R and D expense in the quarter was $17,000,000 Down $3,000,000 from the prior year with the reduction driven entirely by the benefits of the restructuring actions taken in the Consumer MEMS microphone segment. SG and A expenses were $27,000,000 $2,000,000 higher than prior year levels, driven primarily by higher incentive compensation cost, partially offset by restructuring actions in the Consumer MEMS Microphone segment. For the quarter, adjusted EBIT margin was 5.6%, Now I'll turn to our balance sheet and cash flow. Cash and cash equivalents totaled $52,000,000 at the end of the quarter. We generated cash from operations of $22,000,000 above the midpoint of our guidance range driven by lower net working capital.

Speaker 4

Capital spending was $4,000,000 in the quarter and we repurchased approximately 430,000 shares at a total cost of $7,500,000 We ended the quarter with cash net of outstanding borrowings of $7,000,000 Moving to guidance for the 2nd quarter. We expect total company revenue to be between $165,000,000 $180,000,000 up 20% sequentially and down 8% versus the same period a year ago. We estimate gross margins for the Q2 to be approximately 39% to 41%, R and D expense is expected to be between $15,000,000 $17,000,000 down $2,000,000 from prior year levels, driven primarily by prior year restructuring actions in the consumer MEMS Mike segment. We're projecting selling and administrative expense to be between 26 and $28,000,000 up $3,000,000 from the year ago period, driven primarily by higher incentive compensation cost, to be in the range of 14% to 16% and expect EPS to be within a range of $0.20 to $0.24 per share. This assumes weighted average shares outstanding during the quarter of 95,100,000 on a fully diluted basis.

**DATA RECORDS:**
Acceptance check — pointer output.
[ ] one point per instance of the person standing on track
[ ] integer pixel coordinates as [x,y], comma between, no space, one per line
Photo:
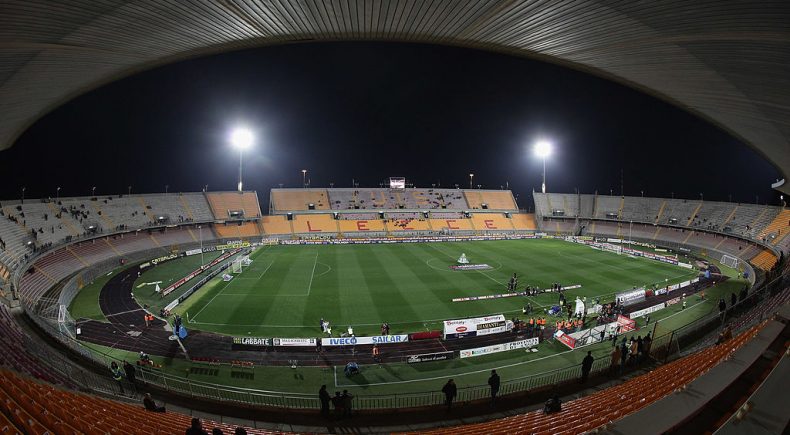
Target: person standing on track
[450,390]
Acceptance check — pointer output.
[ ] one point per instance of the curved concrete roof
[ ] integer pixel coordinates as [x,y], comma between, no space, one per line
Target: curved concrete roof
[725,60]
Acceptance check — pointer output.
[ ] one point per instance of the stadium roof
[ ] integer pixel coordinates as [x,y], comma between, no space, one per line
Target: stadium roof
[726,61]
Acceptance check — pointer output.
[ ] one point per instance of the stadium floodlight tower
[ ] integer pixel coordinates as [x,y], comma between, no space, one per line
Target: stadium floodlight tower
[241,139]
[543,150]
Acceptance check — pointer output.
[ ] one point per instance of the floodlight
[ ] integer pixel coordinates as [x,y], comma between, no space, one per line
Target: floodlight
[241,138]
[543,149]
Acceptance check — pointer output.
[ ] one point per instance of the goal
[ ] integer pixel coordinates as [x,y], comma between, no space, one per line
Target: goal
[729,261]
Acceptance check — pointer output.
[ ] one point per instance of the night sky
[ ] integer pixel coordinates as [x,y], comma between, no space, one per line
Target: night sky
[368,111]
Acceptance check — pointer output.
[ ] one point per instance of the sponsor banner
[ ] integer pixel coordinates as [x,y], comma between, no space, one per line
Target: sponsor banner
[471,267]
[352,341]
[196,272]
[427,357]
[293,342]
[565,339]
[469,327]
[631,297]
[504,347]
[164,258]
[625,324]
[643,312]
[252,341]
[508,295]
[171,305]
[233,245]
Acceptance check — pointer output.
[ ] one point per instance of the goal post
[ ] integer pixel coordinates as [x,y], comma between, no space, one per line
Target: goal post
[729,261]
[235,267]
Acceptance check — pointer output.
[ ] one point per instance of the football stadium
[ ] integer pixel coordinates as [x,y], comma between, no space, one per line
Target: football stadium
[432,309]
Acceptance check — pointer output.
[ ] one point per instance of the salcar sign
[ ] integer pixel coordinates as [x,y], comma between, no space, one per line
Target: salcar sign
[353,341]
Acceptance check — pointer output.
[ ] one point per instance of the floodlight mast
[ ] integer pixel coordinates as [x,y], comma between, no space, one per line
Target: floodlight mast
[543,150]
[241,139]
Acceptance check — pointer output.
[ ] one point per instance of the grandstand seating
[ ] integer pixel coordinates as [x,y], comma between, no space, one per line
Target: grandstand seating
[523,221]
[299,199]
[223,203]
[276,225]
[768,224]
[490,199]
[37,408]
[453,224]
[390,199]
[491,221]
[404,225]
[238,230]
[597,409]
[314,223]
[778,228]
[361,226]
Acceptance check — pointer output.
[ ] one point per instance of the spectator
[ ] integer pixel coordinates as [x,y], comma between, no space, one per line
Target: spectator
[129,371]
[196,428]
[337,402]
[450,390]
[616,355]
[117,375]
[553,405]
[151,405]
[324,397]
[493,382]
[347,403]
[587,366]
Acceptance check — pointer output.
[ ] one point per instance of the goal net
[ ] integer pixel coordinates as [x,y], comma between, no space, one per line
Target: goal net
[729,261]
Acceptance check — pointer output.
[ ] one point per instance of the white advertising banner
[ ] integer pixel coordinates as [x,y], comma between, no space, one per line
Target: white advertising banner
[353,341]
[504,347]
[648,310]
[293,341]
[475,326]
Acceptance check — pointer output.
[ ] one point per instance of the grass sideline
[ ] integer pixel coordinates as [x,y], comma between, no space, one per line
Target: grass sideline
[600,273]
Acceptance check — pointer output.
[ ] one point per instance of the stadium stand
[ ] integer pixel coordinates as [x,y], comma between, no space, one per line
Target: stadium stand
[452,224]
[523,222]
[224,204]
[765,260]
[241,230]
[600,408]
[283,200]
[314,223]
[402,225]
[490,199]
[361,226]
[391,199]
[491,221]
[276,225]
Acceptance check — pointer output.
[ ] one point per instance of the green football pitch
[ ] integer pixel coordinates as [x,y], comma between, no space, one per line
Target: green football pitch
[288,289]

**REQUIRED TASKS:**
a. Duplicate everything in the earnings call excerpt from "R and D expense in" down to "net working capital.".
b. Answer these questions from the earnings call excerpt:
(i) What did cash and cash equivalents total at the end of the quarter?
(ii) About how many shares were repurchased in the quarter, and at what total cost?
(iii) What gross margin range is estimated for the second quarter?

**RESPONSES PER TASK:**
a.
R and D expense in the quarter was $17,000,000 Down $3,000,000 from the prior year with the reduction driven entirely by the benefits of the restructuring actions taken in the Consumer MEMS microphone segment. SG and A expenses were $27,000,000 $2,000,000 higher than prior year levels, driven primarily by higher incentive compensation cost, partially offset by restructuring actions in the Consumer MEMS Microphone segment. For the quarter, adjusted EBIT margin was 5.6%, Now I'll turn to our balance sheet and cash flow. Cash and cash equivalents totaled $52,000,000 at the end of the quarter. We generated cash from operations of $22,000,000 above the midpoint of our guidance range driven by lower net working capital.

b.
(i) $52,000,000
(ii) About 430,000 shares, at a total cost of $7,500,000
(iii) About 39% to 41%